▶ Passage provided
☆ ☆ ☆ ☆ ☆

When you find out you're pregnant, you don't think of potential complications that could happen, and are instead elated and joyful for the new little one to join your family.
But sometimes the unexpected happens and your baby is born prematurely or with serious health issues which may require a neonatal intensive care unit or NICU (an intensive care unit that specializes in caring for ill or premature infants).
Not only is it heart-wrenching to see your newborn hooked up to machines and IVs, but it's also difficult for postpartum mothers to not be able to be near their baby at all times.
An innovative hospital room may change part of this.
A terrific solution for NICU babies and their mothers
In Vancouver, Canada, one NICU has a proactive remedy for newborns and their mommies. According to Babble, BC Women's Hospital is now offering a special space that no other NICU in North America has— "Moms and their NICU babies will be cared for in the same space, and parents will be allowed to stay with their babies 24/7."
NICU families partnered with the hospital in the design "...with the goal of creating a nurturing space for moms and their babies."
The hospital rooms
This special NICU has 70 private rooms, each of which are equipped with the necessary tools to monitor and care for sick or premature infants, with several of the rooms ready for twins, stated Babble.
The babies can stay in the same room for their entire hospitalization to add stability. The rooms have a calming ambiance as well as a bed for parents, a refrigerator and a storage unit. Because of the need for skin-to-skin contact often necessary to regulate babies' temperatures, they also have a chair specially designed to facilitate that. And for nursing mothers, the rooms include a breast pump.

☆ ☆ ☆ ☆ ☆

▶ Dataset extract
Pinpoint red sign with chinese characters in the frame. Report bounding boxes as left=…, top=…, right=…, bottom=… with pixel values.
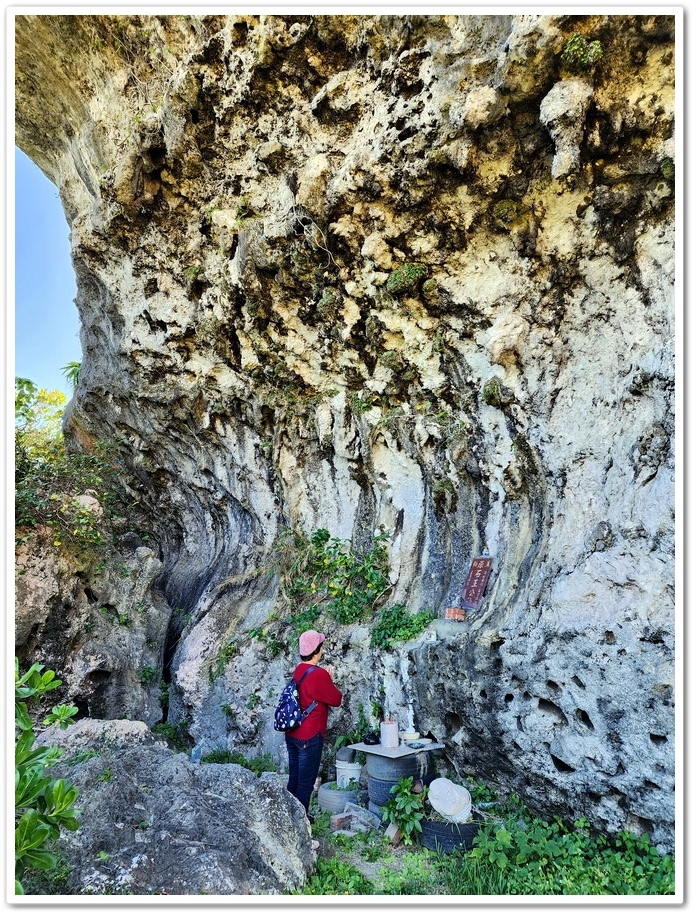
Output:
left=462, top=557, right=493, bottom=610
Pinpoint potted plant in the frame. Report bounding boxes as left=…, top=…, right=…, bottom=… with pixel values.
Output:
left=382, top=776, right=428, bottom=846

☆ ☆ ☆ ☆ ☆

▶ Task to complete
According to the article about the NICU at BC Women's Hospital, how many private rooms does this NICU have?

▶ Result of this exercise
The NICU has 70 private rooms.